It can be hard being an overweight kid. But according to a new report, those struggles are being shared by more and more young Pennsylvanians every year.

In a report released Tuesday the Trust for America’s Health and The Robert Woods Johnson Foundation found that nearly one-in-three Pennsylvania youths are now either overweight or obese.

Seven states — including Alabama, Florida and West Virginia — have rates higher than 36 percent. Only one state (Utah) has a rate under 20 percent, the groups reported. Pennsylvania’s rate was 31.7 percent, placing it 21st out of the 50 states.

That’s basically middle-of-the-pack, but the trend — the percentage of overweight and obese youth in Pennsylvania rose from 2011 through 2016, according to the foundation — isn’t positive.

Concerns over obesity aren’t anchored in body image or fat-shaming. Being overweight or obese creates serious health risks, including diabetes, heart disease, stroke, cancer and depression. In particular obesity and diabetes are two of the major drivers of increased health care costs in America.

And while most of the ailments listed above most often affect adults, not children, the link between childhood obesity and adult obesity-related health issues is compelling. Two studies published in 2016 by researchers in Denmark tracked more than 500,000 children for years and found that overweight and obese children saw an increased risk as adults for things like colon cancer and clot-related strokes.

And yes, children who are overweight or obese are most often facing these risks once they reach adulthood. The American Academy of Child and Adolescent Psychiatry says that a child who is obese between the ages of 10 and 13 has an 80 percent chance of becoming an obese adult.

We haven’t even yet touched on how many lives are ultimately destroyed each year by excess weight and the medical complications created by it. A 2005 study published in the Journal of the American Medical Association, when the country’s national rate of obesity was much lower, estimated that obesity was responsible for 100,000 deaths in a single year.

The foundation’s report does contain a kernel of hope: the belief that obesity rates among young people may be peaking or leveling off — mostly driven by changes in federal nutrition programs, more focus on breastfeeding among new mothers, and exercise and food recommendations filtering down to school districts and day care centers.

But simply waiting for a public health crisis to “peak” isn’t good enough. Not when it is costing billions of dollars in health care costs and either killing people or dramatically reducing the quality and length of their lives.

As with many other things, the earlier we start the better — and that means getting children the exercise and healthy food that will help the grow and develop good eating habits and healthy lifestyles.

That’s a tall order for school districts, which struggled mightily under Michelle Obama’s healthy foods initiative and have had to cut back on things like recess and physical education classes because of budget squeezes and concerns about students’ academic achievement.

Public policy and government services have a role to play in solving this problem. They can — and should — help make it easier for people to make healthy choices. But ultimately the onus, especially when it comes to childhood and youth obesity, is on parents.

_Information supplied:_
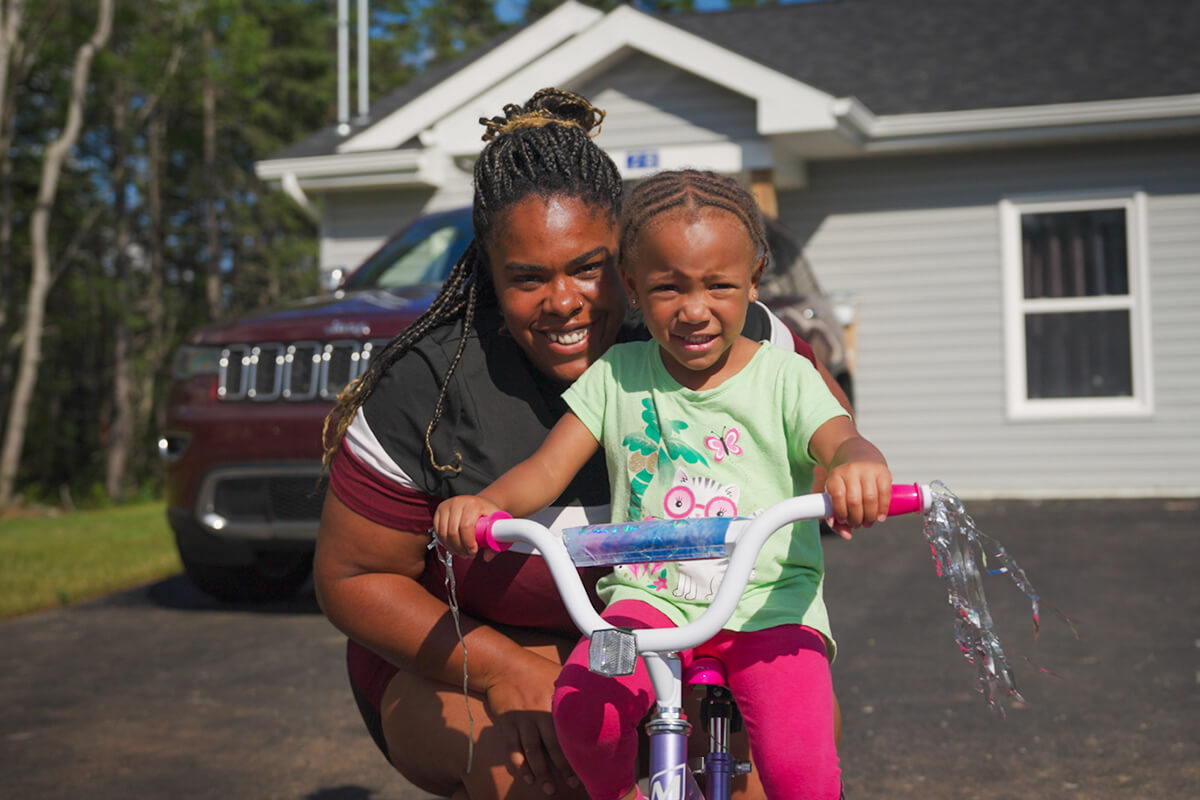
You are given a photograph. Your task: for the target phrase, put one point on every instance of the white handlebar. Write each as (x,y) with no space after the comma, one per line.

_Directions:_
Answer these questions from the piece on youth obesity in Pennsylvania.
1. What share of Pennsylvania youths were overweight or obese, and where did that rate place the state among the 50?
2. According to the American Academy of Child and Adolescent Psychiatry, what chance of becoming an obese adult does a child who is obese between ages 10 and 13 have?
3. How many deaths in a single year did the 2005 study in the Journal of the American Medical Association attribute to obesity?

_Exercise output:_
1. 31.7 percent, placing Pennsylvania 21st out of the 50 states.
2. An 80 percent chance.
3. 100,000 deaths.